Reproduce the records below without any change, starting at the line that contains "The function MUST return, for every instance of the water" and stopping after the line that contains "[[25, 353], [136, 325]]".

══════════════════════════════

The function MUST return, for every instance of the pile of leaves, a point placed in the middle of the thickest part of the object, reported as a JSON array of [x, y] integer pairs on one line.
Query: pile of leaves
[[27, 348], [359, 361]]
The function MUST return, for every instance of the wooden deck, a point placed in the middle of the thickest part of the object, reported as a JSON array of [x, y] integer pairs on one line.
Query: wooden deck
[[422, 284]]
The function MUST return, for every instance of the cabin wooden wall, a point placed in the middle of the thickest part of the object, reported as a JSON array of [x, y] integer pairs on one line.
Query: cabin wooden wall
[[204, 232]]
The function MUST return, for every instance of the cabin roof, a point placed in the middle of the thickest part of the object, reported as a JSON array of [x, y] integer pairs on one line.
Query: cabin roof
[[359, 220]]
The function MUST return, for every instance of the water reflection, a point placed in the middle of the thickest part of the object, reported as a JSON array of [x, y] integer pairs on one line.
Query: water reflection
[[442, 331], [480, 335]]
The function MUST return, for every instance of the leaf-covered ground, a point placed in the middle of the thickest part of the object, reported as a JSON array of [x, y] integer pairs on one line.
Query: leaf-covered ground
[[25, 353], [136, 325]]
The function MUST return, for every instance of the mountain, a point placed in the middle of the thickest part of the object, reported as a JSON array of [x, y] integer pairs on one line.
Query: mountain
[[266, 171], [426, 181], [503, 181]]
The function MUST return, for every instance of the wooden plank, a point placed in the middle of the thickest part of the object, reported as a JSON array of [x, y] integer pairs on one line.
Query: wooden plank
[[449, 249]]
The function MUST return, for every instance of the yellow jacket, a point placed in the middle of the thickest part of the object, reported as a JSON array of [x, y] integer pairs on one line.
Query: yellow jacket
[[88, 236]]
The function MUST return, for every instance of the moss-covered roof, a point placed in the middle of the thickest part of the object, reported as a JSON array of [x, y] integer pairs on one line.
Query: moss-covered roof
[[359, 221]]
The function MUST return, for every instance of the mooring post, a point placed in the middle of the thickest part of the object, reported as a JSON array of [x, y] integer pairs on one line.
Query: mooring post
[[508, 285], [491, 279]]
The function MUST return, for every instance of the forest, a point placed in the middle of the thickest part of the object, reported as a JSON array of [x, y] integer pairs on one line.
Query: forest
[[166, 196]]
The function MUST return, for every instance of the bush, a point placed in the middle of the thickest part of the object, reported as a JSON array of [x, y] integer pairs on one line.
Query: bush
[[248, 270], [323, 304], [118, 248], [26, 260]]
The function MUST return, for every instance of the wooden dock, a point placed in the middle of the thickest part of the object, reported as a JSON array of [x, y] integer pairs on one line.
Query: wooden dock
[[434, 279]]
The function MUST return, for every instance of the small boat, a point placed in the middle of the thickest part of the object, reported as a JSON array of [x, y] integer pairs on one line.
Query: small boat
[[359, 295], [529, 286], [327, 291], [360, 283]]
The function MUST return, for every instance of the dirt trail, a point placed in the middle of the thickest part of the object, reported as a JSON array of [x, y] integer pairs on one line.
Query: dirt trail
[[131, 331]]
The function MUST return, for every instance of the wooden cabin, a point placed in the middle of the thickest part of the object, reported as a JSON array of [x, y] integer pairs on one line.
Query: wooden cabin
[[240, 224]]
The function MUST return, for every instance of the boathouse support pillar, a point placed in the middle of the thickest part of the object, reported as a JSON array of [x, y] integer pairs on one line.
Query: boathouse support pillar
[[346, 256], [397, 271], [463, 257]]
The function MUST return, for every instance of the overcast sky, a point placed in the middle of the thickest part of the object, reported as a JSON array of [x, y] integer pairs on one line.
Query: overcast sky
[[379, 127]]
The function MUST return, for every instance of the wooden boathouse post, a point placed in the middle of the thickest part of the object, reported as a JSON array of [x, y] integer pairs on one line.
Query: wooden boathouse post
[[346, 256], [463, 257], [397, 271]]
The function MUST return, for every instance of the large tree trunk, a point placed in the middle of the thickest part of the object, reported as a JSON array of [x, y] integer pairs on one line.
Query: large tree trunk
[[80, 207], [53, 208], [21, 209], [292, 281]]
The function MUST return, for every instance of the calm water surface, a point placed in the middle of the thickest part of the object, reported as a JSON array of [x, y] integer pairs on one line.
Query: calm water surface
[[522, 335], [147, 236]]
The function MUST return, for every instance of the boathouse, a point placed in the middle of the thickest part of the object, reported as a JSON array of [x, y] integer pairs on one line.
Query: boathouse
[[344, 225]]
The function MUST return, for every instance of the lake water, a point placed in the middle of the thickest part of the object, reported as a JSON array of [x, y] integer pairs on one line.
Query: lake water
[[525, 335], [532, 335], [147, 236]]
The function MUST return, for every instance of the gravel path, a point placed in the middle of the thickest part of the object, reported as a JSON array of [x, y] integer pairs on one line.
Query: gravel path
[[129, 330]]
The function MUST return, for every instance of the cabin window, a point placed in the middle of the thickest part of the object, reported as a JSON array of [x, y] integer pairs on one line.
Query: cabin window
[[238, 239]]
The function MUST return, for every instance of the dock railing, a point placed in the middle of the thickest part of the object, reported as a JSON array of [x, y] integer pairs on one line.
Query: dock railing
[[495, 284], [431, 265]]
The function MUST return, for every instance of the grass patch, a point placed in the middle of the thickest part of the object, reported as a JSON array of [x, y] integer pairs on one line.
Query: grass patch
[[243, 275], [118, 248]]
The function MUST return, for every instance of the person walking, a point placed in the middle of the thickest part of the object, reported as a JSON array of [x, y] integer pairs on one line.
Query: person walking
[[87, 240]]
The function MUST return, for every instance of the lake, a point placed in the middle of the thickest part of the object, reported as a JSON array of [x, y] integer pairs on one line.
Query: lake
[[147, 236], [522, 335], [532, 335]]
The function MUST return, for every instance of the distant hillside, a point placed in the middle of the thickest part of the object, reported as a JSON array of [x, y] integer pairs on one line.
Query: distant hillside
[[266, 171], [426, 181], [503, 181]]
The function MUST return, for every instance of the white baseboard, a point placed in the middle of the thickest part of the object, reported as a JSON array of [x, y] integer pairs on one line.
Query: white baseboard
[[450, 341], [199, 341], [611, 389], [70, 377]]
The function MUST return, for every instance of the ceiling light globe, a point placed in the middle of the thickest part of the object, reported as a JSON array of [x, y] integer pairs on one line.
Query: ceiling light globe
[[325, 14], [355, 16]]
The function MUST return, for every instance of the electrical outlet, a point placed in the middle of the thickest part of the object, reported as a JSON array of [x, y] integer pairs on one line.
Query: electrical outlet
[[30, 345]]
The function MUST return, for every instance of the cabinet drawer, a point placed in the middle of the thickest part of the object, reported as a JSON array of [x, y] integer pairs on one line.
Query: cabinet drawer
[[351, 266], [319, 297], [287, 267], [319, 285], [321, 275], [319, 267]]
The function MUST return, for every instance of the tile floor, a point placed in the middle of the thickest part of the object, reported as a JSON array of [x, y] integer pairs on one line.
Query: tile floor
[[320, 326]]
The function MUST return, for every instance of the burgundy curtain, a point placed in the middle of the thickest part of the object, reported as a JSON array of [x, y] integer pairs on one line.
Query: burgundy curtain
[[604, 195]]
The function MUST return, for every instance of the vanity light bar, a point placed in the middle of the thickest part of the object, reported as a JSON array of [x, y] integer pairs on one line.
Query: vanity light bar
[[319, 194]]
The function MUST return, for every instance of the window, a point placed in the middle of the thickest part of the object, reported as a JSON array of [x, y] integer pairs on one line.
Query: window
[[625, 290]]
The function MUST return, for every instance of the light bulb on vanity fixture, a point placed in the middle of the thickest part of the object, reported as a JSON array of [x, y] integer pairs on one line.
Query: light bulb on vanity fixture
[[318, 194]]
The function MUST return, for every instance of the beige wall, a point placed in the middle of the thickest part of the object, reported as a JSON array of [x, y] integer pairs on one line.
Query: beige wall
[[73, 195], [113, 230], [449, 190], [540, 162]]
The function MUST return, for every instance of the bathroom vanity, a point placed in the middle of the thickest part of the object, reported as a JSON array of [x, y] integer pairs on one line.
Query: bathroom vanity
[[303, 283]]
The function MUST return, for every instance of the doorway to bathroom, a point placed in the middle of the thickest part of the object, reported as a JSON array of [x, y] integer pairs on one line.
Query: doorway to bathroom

══════════════════════════════

▸ Correct response:
The function MUST return, for every instance of the water reflection, a point placed in the middle of the thickest part of the object, reported as a JSON array of [x, y] integer pairs on one line.
Query: water reflection
[[442, 331], [480, 335]]
The function MUST return, for every instance of the leaf-covered ground, a point placed in the middle of the thickest part of the object, reported as a JSON array of [x, y] integer pairs on one line.
Query: leaf-covered ground
[[25, 353], [136, 325]]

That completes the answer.